- **What needs to be done**:
Scan the lines below for the string "shirt" and copy every one that has it.

··· Records for the exercise ···

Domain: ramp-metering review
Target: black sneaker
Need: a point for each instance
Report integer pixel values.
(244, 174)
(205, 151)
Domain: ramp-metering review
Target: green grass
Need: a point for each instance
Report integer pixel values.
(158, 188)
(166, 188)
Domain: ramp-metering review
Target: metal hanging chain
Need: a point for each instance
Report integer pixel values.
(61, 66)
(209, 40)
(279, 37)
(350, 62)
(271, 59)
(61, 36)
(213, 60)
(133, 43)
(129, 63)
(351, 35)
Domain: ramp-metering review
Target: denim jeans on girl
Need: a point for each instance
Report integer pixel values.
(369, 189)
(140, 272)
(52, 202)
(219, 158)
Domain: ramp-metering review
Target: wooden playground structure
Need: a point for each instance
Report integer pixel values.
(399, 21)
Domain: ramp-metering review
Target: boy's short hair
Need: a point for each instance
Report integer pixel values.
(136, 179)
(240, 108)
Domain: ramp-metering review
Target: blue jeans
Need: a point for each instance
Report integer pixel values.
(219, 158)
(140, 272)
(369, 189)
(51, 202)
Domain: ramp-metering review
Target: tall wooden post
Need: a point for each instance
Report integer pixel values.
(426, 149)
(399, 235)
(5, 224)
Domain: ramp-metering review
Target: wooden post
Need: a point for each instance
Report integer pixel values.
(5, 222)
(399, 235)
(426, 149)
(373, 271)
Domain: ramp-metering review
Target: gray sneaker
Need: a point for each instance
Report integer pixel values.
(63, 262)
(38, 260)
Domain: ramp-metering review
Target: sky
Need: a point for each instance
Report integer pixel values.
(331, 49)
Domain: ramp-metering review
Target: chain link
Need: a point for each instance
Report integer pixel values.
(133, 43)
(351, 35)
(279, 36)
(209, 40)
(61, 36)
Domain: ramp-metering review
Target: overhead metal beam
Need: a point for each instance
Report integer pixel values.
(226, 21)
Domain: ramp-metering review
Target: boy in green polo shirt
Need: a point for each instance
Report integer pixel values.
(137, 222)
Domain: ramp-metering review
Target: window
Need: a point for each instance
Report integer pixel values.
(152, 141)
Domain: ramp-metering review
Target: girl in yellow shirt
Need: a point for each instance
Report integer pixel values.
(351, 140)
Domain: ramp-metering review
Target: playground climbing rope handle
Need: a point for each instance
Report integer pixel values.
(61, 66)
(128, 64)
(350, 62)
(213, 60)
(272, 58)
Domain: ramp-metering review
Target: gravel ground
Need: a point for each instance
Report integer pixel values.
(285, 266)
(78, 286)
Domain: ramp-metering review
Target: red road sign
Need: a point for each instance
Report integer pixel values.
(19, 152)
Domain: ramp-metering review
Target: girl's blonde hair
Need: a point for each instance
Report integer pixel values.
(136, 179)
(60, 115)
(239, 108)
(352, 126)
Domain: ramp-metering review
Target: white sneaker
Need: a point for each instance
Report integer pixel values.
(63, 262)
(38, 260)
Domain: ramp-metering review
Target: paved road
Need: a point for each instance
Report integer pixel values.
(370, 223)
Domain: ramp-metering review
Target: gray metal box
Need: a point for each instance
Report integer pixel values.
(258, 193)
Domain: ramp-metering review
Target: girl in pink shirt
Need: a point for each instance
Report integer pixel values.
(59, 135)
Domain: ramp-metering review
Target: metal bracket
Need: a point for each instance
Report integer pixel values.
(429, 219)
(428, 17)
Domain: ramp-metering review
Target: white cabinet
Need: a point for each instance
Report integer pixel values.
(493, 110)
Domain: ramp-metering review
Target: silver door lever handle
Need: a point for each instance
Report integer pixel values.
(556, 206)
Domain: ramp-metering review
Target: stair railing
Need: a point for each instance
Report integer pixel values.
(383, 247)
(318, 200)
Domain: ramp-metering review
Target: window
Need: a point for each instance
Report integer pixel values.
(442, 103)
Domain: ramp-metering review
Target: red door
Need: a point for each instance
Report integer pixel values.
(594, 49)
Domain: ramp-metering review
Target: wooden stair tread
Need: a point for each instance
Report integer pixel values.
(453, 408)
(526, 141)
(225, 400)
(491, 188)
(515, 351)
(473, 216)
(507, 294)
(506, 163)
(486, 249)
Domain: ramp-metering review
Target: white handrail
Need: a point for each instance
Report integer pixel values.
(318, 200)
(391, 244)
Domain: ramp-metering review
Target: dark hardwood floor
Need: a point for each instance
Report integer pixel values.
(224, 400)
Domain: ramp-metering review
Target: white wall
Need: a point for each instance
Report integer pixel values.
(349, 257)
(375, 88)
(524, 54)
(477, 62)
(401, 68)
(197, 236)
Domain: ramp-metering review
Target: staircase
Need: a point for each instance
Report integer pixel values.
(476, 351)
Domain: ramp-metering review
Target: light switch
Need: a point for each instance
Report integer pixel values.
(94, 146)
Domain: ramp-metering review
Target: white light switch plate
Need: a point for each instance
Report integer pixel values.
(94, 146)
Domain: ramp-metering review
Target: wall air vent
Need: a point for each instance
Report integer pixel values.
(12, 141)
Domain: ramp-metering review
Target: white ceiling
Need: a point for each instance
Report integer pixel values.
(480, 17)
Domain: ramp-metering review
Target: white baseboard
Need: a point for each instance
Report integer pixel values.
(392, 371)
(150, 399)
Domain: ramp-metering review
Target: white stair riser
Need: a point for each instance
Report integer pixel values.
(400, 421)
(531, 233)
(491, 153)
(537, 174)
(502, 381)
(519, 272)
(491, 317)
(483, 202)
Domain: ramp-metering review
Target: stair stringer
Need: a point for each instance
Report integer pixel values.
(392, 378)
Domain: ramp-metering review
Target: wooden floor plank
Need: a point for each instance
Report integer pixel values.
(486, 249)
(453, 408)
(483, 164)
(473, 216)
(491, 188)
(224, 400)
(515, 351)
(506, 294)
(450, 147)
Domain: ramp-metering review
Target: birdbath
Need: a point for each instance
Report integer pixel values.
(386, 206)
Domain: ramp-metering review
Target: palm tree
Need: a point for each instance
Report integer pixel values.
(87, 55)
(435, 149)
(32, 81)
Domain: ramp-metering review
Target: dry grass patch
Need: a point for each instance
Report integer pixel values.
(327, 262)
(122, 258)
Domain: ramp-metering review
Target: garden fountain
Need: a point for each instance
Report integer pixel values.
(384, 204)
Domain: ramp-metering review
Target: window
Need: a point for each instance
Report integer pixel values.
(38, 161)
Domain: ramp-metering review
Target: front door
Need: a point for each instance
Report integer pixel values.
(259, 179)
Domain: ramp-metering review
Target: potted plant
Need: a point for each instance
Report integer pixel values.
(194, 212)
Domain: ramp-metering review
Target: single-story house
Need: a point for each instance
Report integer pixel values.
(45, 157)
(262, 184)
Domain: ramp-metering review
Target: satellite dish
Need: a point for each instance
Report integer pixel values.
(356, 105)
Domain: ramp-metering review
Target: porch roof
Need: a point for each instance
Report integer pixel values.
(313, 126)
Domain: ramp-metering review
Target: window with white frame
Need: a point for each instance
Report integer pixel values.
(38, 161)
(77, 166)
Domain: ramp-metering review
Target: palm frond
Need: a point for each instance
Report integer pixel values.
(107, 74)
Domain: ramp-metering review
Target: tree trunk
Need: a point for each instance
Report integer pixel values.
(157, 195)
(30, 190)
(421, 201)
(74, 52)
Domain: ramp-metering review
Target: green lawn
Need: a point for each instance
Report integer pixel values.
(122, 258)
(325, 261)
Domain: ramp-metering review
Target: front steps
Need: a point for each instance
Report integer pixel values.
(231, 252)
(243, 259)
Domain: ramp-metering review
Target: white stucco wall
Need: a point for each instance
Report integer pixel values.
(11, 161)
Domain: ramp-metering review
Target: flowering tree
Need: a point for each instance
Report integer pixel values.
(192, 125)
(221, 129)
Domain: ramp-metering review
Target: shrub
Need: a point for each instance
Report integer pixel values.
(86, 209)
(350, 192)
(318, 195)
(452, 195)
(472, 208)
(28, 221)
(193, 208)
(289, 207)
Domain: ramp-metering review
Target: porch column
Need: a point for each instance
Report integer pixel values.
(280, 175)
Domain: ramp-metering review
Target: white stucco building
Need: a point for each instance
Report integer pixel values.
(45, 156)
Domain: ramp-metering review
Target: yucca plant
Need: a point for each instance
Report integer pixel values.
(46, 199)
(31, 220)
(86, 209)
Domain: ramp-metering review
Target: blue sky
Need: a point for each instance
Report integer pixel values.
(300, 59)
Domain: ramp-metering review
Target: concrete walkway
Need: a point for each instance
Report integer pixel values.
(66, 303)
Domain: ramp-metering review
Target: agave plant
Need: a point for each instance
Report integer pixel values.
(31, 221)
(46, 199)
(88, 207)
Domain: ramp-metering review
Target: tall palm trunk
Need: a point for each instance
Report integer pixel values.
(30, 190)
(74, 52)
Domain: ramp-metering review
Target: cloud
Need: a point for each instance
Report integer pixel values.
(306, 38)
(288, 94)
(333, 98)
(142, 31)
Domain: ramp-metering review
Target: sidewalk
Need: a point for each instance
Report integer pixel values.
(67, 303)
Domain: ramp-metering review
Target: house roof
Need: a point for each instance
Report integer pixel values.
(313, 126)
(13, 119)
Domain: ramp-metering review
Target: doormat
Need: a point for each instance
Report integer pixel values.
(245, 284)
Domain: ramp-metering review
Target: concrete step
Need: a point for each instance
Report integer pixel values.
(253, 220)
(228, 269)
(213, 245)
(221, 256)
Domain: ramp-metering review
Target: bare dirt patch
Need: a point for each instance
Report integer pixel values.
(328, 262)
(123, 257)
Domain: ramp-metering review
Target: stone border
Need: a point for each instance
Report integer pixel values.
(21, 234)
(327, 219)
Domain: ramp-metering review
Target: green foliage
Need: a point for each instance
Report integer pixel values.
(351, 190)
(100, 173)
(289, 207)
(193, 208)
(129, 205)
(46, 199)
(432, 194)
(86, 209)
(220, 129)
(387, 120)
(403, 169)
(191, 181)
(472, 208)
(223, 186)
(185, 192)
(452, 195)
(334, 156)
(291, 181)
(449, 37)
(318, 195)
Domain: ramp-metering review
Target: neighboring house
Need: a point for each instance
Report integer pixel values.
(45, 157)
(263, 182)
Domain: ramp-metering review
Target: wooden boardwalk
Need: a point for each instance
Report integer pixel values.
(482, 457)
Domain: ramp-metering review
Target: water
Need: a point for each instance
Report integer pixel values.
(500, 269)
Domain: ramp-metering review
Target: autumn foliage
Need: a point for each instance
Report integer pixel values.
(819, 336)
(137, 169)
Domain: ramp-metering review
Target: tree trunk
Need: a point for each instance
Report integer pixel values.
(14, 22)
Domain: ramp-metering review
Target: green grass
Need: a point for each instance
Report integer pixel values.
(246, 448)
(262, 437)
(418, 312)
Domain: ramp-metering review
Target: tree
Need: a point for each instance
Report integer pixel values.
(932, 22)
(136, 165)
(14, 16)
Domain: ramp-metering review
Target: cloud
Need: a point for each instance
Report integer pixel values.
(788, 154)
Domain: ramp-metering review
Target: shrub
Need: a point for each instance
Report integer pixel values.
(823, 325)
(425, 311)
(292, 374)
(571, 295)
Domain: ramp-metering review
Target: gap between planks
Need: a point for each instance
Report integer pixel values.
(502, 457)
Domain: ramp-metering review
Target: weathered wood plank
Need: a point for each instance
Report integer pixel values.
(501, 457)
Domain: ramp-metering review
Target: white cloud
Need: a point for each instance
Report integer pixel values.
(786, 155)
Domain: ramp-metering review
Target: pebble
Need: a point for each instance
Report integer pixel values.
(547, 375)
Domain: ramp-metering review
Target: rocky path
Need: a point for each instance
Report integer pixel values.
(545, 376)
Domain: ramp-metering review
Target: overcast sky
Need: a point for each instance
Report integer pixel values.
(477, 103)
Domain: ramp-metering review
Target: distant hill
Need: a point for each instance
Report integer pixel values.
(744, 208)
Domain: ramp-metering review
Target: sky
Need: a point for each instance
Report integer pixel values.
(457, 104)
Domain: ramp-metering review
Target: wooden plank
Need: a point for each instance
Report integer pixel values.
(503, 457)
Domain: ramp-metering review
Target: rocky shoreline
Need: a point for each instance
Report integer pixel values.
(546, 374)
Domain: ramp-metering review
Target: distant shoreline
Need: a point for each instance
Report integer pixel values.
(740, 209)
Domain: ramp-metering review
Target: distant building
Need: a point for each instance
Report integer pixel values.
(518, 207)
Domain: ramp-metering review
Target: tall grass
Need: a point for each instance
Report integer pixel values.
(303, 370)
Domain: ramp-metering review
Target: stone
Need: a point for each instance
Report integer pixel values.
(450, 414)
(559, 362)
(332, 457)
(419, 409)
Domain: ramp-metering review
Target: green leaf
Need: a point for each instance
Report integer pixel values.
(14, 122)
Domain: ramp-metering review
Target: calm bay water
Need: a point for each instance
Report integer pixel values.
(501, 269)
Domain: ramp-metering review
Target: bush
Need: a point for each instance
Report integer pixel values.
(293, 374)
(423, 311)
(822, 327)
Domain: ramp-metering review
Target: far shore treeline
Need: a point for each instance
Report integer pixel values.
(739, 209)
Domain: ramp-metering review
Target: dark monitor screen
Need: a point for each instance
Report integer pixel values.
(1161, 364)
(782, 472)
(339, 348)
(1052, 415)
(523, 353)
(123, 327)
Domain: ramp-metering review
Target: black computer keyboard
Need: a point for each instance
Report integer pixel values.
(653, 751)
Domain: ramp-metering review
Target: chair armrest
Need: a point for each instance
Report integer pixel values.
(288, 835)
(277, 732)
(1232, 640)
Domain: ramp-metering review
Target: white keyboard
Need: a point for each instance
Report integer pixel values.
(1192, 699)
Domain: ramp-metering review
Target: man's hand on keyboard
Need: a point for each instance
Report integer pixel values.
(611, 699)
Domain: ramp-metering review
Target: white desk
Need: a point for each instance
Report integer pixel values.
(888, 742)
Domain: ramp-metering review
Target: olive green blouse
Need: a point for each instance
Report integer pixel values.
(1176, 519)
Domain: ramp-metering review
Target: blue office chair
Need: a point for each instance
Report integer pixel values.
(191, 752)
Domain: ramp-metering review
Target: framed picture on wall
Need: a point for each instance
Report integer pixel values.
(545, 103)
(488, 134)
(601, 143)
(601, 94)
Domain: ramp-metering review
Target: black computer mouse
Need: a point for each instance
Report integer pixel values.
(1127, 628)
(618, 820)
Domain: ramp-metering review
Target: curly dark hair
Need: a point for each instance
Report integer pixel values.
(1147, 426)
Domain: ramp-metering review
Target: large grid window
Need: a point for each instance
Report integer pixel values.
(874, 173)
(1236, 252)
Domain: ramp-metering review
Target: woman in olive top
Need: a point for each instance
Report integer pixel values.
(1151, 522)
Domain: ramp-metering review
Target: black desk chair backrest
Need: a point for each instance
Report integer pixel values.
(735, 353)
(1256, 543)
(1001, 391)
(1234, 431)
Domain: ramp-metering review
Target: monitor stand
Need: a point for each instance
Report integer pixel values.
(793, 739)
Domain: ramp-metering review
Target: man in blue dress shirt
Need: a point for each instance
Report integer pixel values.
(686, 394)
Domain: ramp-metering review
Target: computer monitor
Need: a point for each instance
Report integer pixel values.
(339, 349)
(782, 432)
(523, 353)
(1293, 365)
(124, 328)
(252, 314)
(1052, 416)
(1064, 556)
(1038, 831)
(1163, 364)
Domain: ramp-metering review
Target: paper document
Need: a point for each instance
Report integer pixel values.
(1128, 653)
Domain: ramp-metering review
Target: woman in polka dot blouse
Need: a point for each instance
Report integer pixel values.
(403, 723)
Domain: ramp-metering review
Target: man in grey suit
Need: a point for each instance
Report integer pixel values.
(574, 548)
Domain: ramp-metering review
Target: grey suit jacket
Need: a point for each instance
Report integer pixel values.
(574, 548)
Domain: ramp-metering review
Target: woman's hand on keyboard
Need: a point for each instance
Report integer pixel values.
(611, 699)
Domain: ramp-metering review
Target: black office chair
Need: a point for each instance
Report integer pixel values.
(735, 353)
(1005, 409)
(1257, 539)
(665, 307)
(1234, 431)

···

- **Result of the task**:
Target: boy in green polo shirt
Target: girl in yellow shirt
Target: girl in pink shirt
Target: man in blue dress shirt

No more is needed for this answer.